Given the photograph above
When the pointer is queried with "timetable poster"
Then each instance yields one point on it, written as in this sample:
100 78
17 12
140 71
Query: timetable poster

**Task item:** Repeat each entry exactly as it was given.

**Output for this exercise:**
Given the photograph above
When the pointer is queried with "timetable poster"
Then each instance yields one point on it, written as in this sample:
100 78
17 12
140 71
Query: timetable poster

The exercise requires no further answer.